Aufgaben:
A - Gib aus dem Text über Hausaufgaben den Teil zwischen „Gegenüberstellung der beiden“ und „selbstverständliches Wissen vorausgesetzt.“ wörtlich wieder, beide Stellen eingeschlossen.
B - Zitiere bitte aus den Datensätzen die Zeilen zwischen der Zeile mit „Analyze the image above for the pavement“ und dem Ende der Datensätze, beide Enden eingeschlossen.

Vorgegebener Text:
▼
Gegenüberstellung der beiden Schulkontexte am Thema Hausaufgaben Die Lehrperson ist am ersten Schultag, an welchem die Eltern traditionsgemäß ihre Kleinen begleiten, die Hauptakteurin einer Inszenierung, welche für die Kinder als erstes schulisches Sozialisationsereignis stehen kann. In beiden Schulkontexten wird nach der Begrüßung eine exemplarische Unterrichtssequenz durchgeführt; außerdem werden eine Reihe organisatorischer Themen behandelt, von denen auch die Eltern Kenntnis haben sollen, so auch die Hausaufgaben. Bei beiden Lehrpersonen ist das Ziel der Erläuterungen dasselbe: sie erwarten, dass die Schüler/innen die Hausaufgaben erledigen. Dass diese zu den Pflichten des Schüler/inseins gehören, wird in beiden Klassen als selbstverständliches Wissen vorausgesetzt.
▲
[Rohdatensätze]
▼
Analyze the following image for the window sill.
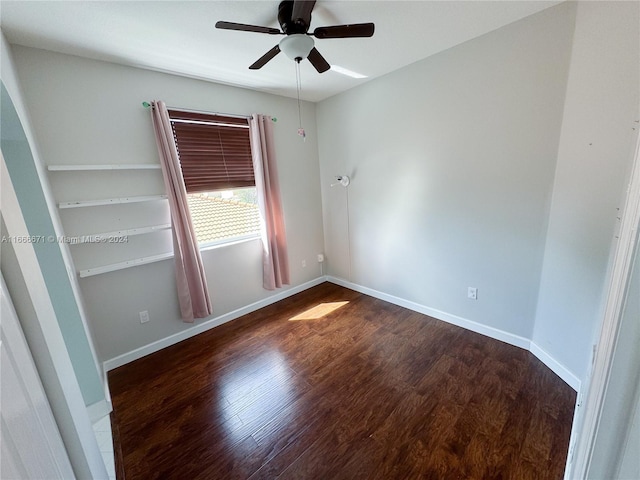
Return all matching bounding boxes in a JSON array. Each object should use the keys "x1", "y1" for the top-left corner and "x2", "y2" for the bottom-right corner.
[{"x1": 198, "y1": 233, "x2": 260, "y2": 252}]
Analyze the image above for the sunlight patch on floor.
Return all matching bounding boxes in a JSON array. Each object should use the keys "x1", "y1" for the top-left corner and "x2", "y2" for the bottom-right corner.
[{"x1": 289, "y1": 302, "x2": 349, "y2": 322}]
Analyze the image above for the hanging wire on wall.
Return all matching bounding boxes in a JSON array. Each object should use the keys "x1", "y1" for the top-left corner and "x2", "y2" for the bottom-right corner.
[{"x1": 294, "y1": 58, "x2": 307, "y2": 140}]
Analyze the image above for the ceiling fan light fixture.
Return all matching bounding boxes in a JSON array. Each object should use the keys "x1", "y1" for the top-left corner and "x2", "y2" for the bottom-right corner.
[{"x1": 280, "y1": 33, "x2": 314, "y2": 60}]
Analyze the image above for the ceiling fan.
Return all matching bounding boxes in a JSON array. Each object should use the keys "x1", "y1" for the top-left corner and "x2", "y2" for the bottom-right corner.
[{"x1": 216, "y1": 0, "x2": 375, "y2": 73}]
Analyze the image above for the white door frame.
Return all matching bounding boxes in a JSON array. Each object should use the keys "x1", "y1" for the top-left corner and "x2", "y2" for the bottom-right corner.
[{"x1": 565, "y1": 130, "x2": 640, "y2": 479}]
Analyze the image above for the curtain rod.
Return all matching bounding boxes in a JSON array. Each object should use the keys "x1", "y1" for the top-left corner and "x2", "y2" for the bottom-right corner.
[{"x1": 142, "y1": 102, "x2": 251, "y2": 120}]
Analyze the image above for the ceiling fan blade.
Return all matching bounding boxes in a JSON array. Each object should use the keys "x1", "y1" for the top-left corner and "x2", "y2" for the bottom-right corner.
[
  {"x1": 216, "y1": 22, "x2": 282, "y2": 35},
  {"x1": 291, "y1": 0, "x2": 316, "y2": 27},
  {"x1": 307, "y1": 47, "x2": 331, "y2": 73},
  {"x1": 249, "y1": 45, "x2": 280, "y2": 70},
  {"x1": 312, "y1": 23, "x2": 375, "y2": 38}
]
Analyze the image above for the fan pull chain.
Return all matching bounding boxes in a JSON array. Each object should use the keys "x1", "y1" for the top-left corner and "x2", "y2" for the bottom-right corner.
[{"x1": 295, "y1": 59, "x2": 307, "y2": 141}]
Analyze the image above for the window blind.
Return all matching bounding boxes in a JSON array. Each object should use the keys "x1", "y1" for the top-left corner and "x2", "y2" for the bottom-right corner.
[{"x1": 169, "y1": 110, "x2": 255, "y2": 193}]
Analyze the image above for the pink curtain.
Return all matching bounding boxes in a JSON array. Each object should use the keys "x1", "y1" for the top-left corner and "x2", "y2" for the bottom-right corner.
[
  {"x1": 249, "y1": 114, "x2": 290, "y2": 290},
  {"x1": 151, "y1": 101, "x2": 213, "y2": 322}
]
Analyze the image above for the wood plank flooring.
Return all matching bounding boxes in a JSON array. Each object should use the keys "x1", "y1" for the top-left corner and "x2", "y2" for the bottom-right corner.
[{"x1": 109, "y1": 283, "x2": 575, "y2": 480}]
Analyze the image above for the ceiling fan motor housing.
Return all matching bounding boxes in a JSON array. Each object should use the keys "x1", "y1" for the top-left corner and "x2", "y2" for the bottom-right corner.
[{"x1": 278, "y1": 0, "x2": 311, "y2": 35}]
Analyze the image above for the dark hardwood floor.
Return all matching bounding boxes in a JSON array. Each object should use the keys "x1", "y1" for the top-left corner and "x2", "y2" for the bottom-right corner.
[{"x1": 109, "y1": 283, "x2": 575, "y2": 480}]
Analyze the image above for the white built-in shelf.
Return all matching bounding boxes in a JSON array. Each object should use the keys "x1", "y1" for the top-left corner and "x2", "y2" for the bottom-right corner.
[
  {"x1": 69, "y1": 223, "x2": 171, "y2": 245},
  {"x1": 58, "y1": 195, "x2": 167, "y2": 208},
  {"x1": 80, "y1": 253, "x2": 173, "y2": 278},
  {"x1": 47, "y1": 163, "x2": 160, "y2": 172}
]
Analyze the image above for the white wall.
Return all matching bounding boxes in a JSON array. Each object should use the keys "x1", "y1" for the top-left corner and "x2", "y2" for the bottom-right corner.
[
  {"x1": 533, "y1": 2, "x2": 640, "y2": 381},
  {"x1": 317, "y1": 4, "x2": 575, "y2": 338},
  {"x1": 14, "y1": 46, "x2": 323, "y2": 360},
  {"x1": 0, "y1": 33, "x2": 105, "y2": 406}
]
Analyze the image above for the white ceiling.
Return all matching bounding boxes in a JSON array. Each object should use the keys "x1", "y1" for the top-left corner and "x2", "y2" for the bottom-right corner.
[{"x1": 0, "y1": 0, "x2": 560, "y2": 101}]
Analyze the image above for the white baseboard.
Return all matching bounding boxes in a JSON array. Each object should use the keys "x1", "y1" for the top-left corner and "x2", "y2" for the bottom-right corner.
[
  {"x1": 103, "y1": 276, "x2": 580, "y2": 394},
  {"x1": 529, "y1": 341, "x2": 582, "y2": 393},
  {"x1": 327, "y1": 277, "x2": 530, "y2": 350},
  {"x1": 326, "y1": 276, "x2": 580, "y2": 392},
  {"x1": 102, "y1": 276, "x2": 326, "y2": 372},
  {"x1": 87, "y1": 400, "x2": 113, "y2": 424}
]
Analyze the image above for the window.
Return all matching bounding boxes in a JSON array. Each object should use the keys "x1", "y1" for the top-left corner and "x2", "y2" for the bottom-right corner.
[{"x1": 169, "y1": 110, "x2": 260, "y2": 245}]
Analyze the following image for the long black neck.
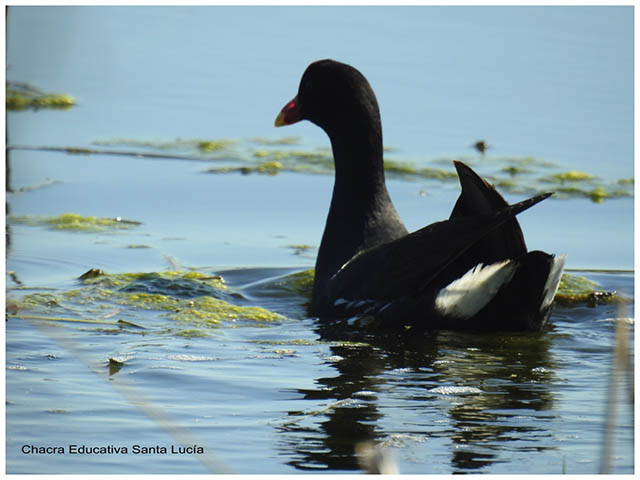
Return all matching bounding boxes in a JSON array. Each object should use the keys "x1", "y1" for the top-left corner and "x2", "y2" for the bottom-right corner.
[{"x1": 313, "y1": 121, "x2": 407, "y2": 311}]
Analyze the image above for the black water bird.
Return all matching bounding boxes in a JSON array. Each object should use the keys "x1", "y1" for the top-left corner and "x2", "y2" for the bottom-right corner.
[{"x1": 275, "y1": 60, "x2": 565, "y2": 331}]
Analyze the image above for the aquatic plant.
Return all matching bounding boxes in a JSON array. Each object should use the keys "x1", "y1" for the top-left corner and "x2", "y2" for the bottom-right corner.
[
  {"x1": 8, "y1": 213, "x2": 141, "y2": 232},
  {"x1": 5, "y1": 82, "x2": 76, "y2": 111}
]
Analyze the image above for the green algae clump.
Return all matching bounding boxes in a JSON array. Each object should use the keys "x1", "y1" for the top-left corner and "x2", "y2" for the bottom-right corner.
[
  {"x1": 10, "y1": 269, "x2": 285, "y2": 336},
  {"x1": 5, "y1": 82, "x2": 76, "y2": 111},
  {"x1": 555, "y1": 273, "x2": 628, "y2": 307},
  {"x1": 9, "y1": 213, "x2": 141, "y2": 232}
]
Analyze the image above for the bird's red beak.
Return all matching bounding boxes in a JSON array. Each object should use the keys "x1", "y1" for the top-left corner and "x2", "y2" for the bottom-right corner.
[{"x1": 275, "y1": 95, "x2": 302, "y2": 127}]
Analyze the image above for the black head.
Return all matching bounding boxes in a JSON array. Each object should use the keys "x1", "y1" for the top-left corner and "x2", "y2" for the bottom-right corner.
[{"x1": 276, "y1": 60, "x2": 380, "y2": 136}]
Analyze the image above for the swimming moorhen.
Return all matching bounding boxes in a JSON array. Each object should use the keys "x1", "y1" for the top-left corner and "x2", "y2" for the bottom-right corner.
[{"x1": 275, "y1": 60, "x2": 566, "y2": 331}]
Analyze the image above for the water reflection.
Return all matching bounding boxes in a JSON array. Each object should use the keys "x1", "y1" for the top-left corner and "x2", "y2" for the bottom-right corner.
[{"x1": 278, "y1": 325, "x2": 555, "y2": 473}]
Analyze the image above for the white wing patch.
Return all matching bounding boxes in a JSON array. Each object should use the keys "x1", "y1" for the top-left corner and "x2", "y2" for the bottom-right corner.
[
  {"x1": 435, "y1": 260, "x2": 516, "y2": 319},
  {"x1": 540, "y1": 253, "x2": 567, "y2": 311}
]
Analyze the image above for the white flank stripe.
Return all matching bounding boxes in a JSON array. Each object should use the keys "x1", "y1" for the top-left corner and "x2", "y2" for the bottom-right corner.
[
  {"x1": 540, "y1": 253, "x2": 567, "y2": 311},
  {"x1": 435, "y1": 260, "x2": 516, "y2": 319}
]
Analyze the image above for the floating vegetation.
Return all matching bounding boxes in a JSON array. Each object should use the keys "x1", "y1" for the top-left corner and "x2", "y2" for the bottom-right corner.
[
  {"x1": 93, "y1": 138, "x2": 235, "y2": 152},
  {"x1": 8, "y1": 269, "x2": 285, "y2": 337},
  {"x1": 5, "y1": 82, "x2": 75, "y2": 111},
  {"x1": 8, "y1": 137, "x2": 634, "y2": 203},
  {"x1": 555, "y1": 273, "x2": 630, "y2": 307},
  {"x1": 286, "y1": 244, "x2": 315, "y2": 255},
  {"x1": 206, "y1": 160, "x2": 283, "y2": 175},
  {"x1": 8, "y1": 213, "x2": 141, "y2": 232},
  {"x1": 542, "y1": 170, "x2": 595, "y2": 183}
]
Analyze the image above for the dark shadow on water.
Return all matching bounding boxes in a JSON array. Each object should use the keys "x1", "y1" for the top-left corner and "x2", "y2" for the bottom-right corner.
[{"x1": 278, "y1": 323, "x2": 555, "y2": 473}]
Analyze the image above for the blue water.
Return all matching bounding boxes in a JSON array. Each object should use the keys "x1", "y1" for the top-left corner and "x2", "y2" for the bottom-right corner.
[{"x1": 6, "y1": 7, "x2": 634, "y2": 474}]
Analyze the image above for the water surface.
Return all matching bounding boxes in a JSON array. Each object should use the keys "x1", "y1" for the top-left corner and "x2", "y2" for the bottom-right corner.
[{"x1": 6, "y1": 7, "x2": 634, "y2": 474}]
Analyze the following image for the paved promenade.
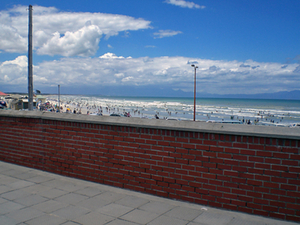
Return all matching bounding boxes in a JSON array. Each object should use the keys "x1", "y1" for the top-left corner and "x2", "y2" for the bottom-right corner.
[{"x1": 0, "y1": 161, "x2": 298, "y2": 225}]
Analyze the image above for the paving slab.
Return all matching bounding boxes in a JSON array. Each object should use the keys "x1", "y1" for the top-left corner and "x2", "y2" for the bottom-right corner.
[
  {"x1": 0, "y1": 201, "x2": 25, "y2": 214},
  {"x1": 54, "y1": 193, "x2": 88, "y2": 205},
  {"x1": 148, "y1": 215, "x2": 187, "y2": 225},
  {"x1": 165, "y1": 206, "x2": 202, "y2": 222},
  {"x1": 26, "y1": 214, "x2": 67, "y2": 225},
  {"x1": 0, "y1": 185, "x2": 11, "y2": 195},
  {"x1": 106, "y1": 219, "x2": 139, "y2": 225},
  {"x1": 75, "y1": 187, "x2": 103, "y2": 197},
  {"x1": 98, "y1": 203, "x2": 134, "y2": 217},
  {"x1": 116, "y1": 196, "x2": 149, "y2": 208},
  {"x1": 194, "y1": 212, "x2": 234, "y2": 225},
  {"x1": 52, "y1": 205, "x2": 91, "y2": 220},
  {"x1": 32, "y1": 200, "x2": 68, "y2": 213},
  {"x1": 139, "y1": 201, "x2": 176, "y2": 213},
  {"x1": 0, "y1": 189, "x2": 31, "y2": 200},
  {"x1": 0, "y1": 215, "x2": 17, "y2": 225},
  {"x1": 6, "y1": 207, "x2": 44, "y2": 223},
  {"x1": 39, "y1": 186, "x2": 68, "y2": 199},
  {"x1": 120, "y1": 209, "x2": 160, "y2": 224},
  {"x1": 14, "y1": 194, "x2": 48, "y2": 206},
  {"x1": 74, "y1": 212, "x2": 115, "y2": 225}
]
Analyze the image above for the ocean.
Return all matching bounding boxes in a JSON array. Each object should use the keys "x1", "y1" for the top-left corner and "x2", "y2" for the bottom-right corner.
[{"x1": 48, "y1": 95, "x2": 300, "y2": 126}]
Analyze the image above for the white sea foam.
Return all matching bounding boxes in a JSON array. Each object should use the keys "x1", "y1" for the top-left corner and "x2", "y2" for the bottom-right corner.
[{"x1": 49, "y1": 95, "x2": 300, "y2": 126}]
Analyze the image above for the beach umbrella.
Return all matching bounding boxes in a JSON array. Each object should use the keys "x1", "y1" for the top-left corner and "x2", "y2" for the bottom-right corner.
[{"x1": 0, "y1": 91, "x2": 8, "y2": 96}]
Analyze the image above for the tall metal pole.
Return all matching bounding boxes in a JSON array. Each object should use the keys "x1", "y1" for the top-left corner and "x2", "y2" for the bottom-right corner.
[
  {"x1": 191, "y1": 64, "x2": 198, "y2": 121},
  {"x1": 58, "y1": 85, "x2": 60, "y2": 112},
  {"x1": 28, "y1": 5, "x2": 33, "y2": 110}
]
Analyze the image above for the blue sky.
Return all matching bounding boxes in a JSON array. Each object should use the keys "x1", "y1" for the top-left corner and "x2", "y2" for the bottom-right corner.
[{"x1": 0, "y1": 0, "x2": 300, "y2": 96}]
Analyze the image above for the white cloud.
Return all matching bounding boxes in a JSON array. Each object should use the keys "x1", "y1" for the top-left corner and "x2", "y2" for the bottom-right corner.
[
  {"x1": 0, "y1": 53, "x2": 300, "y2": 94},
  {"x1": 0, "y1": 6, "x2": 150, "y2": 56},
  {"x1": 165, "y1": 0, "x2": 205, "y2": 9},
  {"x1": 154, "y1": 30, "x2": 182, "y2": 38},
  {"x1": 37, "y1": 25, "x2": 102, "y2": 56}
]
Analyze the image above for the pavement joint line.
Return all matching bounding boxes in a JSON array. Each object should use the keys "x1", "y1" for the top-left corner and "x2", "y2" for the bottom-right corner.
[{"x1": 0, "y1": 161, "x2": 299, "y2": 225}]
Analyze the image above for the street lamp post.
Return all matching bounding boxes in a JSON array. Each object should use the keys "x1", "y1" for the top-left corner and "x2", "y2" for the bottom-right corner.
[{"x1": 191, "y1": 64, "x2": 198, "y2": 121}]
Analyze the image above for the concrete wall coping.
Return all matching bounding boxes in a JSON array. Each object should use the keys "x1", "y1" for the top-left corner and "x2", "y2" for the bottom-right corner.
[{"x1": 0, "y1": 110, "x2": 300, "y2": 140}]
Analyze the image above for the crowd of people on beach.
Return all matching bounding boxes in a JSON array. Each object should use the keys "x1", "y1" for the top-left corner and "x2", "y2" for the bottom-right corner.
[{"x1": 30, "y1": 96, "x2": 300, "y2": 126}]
▲
Antworten:
A -
Gegenüberstellung der beiden Schulkontexte am Thema Hausaufgaben Die Lehrperson ist am ersten Schultag, an welchem die Eltern traditionsgemäß ihre Kleinen begleiten, die Hauptakteurin einer Inszenierung, welche für die Kinder als erstes schulisches Sozialisationsereignis stehen kann. In beiden Schulkontexten wird nach der Begrüßung eine exemplarische Unterrichtssequenz durchgeführt; außerdem werden eine Reihe organisatorischer Themen behandelt, von denen auch die Eltern Kenntnis haben sollen, so auch die Hausaufgaben. Bei beiden Lehrpersonen ist das Ziel der Erläuterungen dasselbe: sie erwarten, dass die Schüler/innen die Hausaufgaben erledigen. Dass diese zu den Pflichten des Schüler/inseins gehören, wird in beiden Klassen als selbstverständliches Wissen vorausgesetzt.

B -
Analyze the image above for the pavement joint line.
Return all matching bounding boxes in a JSON array. Each object should use the keys "x1", "y1" for the top-left corner and "x2", "y2" for the bottom-right corner.
[{"x1": 0, "y1": 161, "x2": 299, "y2": 225}]
Analyze the image above for the street lamp post.
Return all matching bounding boxes in a JSON array. Each object should use the keys "x1", "y1" for the top-left corner and "x2", "y2" for the bottom-right corner.
[{"x1": 191, "y1": 64, "x2": 198, "y2": 121}]
Analyze the image above for the concrete wall coping.
Return all matching bounding boxes in a JSON array. Each object should use the keys "x1", "y1" for the top-left corner and "x2", "y2" for the bottom-right corner.
[{"x1": 0, "y1": 110, "x2": 300, "y2": 140}]
Analyze the image above for the crowd of people on beach.
Return all matching bounding boxes in a JSON array. Each object should use the keys "x1", "y1" for the top-left corner and "x2", "y2" for the bottom-right corner.
[{"x1": 30, "y1": 96, "x2": 300, "y2": 126}]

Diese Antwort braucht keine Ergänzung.